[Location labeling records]

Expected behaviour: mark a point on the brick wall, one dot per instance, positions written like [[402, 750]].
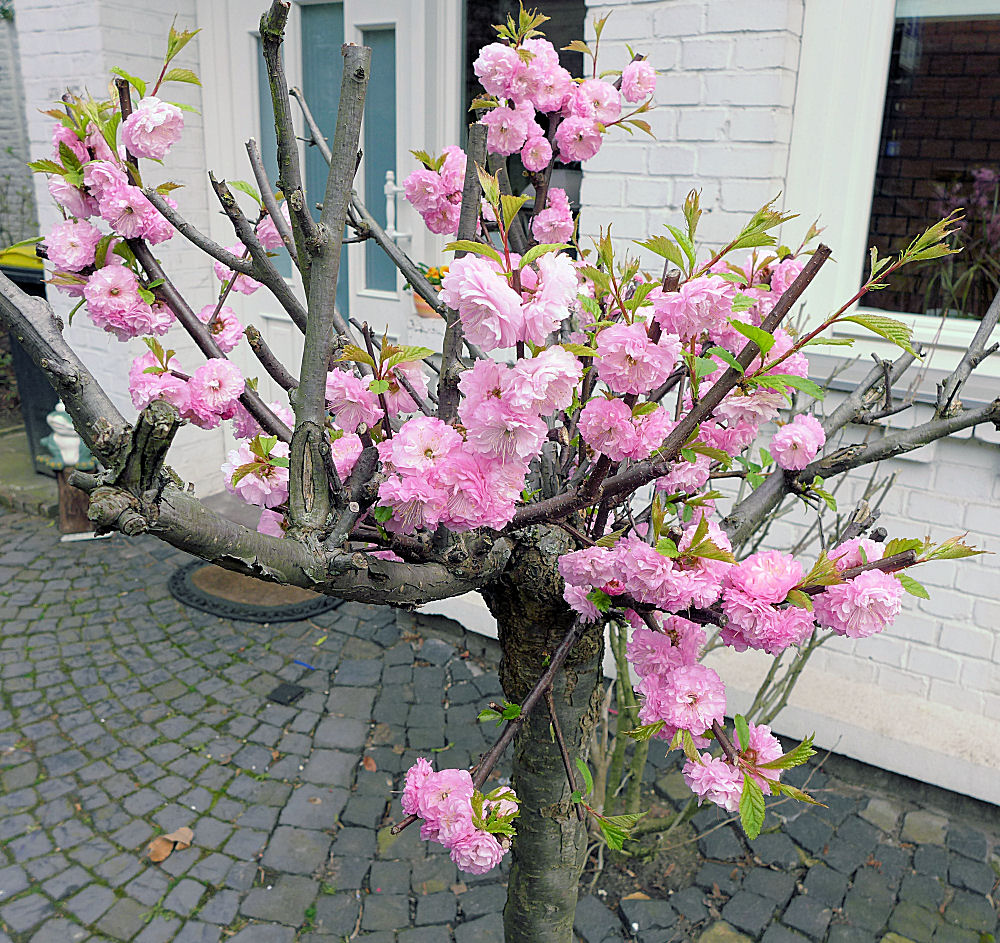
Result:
[[17, 203], [723, 118], [941, 122], [93, 36]]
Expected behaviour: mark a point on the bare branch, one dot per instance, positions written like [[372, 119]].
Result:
[[39, 331], [625, 482], [316, 137], [191, 323], [270, 203], [975, 355], [448, 380], [195, 236], [274, 367], [326, 329], [272, 34], [263, 268]]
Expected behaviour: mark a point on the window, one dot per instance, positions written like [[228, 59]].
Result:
[[939, 150]]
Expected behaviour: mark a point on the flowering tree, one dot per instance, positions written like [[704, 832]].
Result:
[[562, 462]]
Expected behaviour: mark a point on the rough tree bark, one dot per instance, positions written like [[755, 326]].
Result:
[[551, 845]]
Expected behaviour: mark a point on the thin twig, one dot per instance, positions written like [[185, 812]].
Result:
[[567, 762]]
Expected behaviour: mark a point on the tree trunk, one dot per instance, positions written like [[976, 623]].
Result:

▸ Exercise instructions
Please reproduce the entire listing above word for word, omitting the picture lines.

▸ Answer to this task
Expected behaviour: mark a point on the brick wall, one dot per instance, positions written like [[402, 750]].
Result:
[[17, 203], [723, 118], [941, 122], [93, 36]]
Expected behaviour: mark a point on the bare branch, one dot per instance, positions written like [[372, 119]].
Result:
[[39, 331], [625, 482], [316, 137], [191, 323], [270, 203], [975, 355], [448, 380], [195, 236], [274, 367], [326, 329], [272, 34], [263, 268]]
Expected behaviour: mark a point on the window, one dot per instance, positions written like [[228, 59]].
Result:
[[939, 150]]
Expected behaviour: mark a point on the flowering tree, one dot per instance, positions written like [[704, 832]].
Result:
[[562, 462]]
Expected behaviour: mark a point on the rough tree bark, one dot per instance, positions written like [[755, 326]].
Result:
[[551, 845]]
Expected behaviour: mark a point on the thin twig, one dot per instance, positions written like [[185, 812]].
Result:
[[567, 762]]
Expected behaviour: mark a point on the tree trunk, one dot per instance, positions written like [[976, 623]].
Result:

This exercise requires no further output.